Published: 5 January 2021

Authors: Francis Couturaud, MD, PhD; Laurent Bertoletti, MD, PhD; Jean Pastre, MD; Pierre-Marie Roy, MD, PhD; Raphael Le Mao, MD; Frédéric Gagnadoux, MD, PhD; Nicolas Paleiron, MD, MS; Jeannot Schmidt, MD; Olivier Sanchez, MD, PhD; Elodie De Magalhaes, MD; Mariam Kamara, MD, MS1; Clément Hoffmann, MD; Luc Bressollette, MD, PhD; Michel Nonent, MD, PhD; Cécile Tromeur, MD, PhD; Pierre-Yves Salaun, MD, PhD; Sophie Barillot, MS; Florence Gatineau, MS; Patrick Mismetti, MD, PhD; Philippe Girard, MD; Karine Lacut, MD, PhD; Catherine A. Lemarié, PhD; Guy Meyer, MD; Christophe Leroyer, MD, PhD; for the PEP Investigators

Source: This abstract has been sourced from NZ Respiratory Research Review Issue 190


    Importance  The prevalence of pulmonary embolism in patients with chronic obstructive pulmonary disease (COPD) and acutely worsening respiratory symptoms remains uncertain.

    Objective  To determine the prevalence of pulmonary embolism in patients with COPD admitted to the hospital for acutely worsening respiratory symptoms.

    Design, Setting, and Participants  Multicenter cross-sectional study with prospective follow-up conducted in 7 French hospitals. A predefined pulmonary embolism diagnostic algorithm based on Geneva score, D-dimer levels, and spiral computed tomographic pulmonary angiography plus leg compression ultrasound was applied within 48 hours of admission; all patients had 3-month follow-up. Patients were recruited from January 2014 to May 2017 and the final date of follow-up was August 22, 2017.

    Exposures  Acutely worsening respiratory symptoms in patients with COPD.

Extracted information >>
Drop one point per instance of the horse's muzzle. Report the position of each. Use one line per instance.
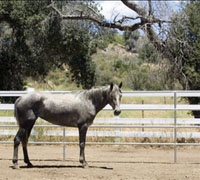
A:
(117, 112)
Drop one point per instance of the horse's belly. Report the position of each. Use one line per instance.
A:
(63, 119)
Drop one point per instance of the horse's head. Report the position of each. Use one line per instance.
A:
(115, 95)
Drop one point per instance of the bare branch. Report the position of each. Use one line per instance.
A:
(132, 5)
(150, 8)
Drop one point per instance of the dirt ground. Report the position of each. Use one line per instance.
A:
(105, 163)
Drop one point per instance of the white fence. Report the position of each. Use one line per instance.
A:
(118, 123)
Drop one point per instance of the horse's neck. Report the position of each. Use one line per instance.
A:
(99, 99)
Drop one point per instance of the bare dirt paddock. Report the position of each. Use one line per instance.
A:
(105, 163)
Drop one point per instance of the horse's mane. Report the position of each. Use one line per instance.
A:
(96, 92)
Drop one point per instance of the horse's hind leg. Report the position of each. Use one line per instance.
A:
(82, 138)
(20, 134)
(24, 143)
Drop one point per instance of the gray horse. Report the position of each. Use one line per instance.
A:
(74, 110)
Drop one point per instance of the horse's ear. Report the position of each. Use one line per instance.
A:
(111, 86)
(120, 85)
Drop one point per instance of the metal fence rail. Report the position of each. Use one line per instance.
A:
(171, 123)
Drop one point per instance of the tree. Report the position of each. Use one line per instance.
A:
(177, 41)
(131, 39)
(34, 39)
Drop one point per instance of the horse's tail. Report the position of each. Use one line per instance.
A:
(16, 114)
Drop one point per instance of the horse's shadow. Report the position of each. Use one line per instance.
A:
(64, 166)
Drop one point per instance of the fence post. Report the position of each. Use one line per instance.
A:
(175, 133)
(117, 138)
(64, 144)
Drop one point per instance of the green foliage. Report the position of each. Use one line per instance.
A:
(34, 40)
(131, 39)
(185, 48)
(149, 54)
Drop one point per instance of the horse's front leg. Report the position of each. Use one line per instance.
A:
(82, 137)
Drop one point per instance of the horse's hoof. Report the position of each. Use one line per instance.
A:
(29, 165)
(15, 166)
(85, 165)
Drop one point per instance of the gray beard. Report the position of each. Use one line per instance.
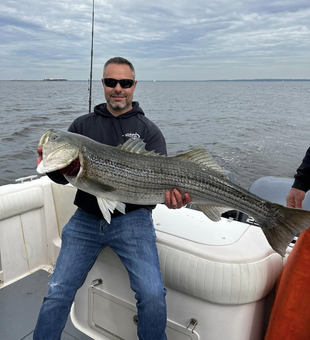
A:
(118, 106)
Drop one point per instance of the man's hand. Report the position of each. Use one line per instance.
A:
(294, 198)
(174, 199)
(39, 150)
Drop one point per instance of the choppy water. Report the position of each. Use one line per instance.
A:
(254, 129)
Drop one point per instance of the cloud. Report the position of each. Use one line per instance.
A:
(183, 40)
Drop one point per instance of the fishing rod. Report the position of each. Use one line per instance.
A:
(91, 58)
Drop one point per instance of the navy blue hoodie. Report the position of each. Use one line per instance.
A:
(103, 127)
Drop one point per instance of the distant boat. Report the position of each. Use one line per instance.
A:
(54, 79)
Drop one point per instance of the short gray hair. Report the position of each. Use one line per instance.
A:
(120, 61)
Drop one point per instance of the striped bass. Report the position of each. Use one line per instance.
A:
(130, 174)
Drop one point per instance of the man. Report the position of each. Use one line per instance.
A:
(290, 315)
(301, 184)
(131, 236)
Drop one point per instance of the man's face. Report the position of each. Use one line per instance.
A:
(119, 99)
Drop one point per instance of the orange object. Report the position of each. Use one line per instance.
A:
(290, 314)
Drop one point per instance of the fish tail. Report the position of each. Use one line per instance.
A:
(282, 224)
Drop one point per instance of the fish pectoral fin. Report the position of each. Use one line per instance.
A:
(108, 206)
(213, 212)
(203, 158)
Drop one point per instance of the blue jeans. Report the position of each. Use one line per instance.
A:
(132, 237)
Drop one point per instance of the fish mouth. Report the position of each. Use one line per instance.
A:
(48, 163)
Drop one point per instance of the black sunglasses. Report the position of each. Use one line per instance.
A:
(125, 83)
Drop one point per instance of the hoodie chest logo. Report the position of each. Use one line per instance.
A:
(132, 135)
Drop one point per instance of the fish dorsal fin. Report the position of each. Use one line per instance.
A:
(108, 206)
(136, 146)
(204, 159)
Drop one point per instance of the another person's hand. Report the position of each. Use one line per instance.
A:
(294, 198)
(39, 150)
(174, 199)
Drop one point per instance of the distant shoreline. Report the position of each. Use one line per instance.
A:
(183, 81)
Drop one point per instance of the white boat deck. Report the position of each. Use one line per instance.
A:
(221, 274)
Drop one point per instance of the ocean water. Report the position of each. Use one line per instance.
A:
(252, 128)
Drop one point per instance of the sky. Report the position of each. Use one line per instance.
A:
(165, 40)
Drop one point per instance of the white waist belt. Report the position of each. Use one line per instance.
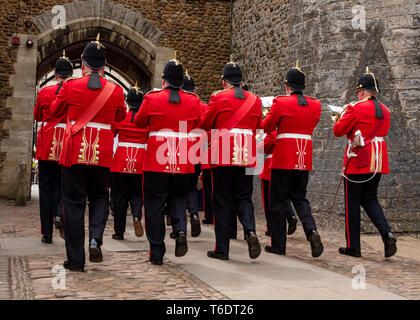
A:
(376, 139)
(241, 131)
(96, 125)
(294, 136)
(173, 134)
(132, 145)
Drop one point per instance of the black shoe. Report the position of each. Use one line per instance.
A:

What to work on >> Resume the abstract on pulmonary embolism in patients with COPD, starting after its last line.

Reply to the exercise >>
    Main Outcomes and Measures  The primary outcome was pulmonary embolism diagnosed within 48 hours of admission. Key secondary outcome was pulmonary embolism during a 3-month follow-up among patients deemed not to have venous thromboembolism at admission and who did not receive anticoagulant treatment. Other outcomes were venous thromboembolism (pulmonary embolism and/or deep vein thrombosis) at admission and during follow-up, and 3-month mortality, whether venous thromboembolism was clinically suspected or not.

    Results  Among 740 included patients (mean age, 68.2 years [SD, 10.9 years]; 274 women [37.0%]), pulmonary embolism was confirmed within 48 hours of admission in 44 patients (5.9%; 95% CI, 4.5%-7.9%). Among the 670 patients deemed not to have venous thromboembolism at admission and who did not receive anticoagulation, pulmonary embolism occurred in 5 patients (0.7%; 95% CI, 0.3%-1.7%) during follow-up, including 3 deaths related to pulmonary embolism. The overall 3-month mortality rate was 6.8% (50 of 740; 95% CI, 5.2%-8.8%). The proportion of patients who died during follow-up was higher among those with venous thromboembolism at admission than the proportion of those without it at admission (14 [25.9%] of 54 patients vs 36 [5.2%] of 686; risk difference, 20.7%, 95% CI, 10.7%-33.8%; P < .001). The prevalence of venous thromboembolism was 11.7% (95% CI, 8.6%-15.9%) among patients in whom pulmonary embolism was suspected (n = 299) and was 4.3% (95% CI, 2.8%-6.6%) among those in whom pulmonary embolism was not suspected (n = 441).

    Conclusions and Relevance  Among patients with chronic obstructive pulmonary disease admitted to the hospital with an acute worsening of respiratory symptoms, pulmonary embolism was detected in 5.9% of patients using a predefined diagnostic algorithm. Further research is needed to understand the possible role of systematic screening for pulmonary embolism in this patient population.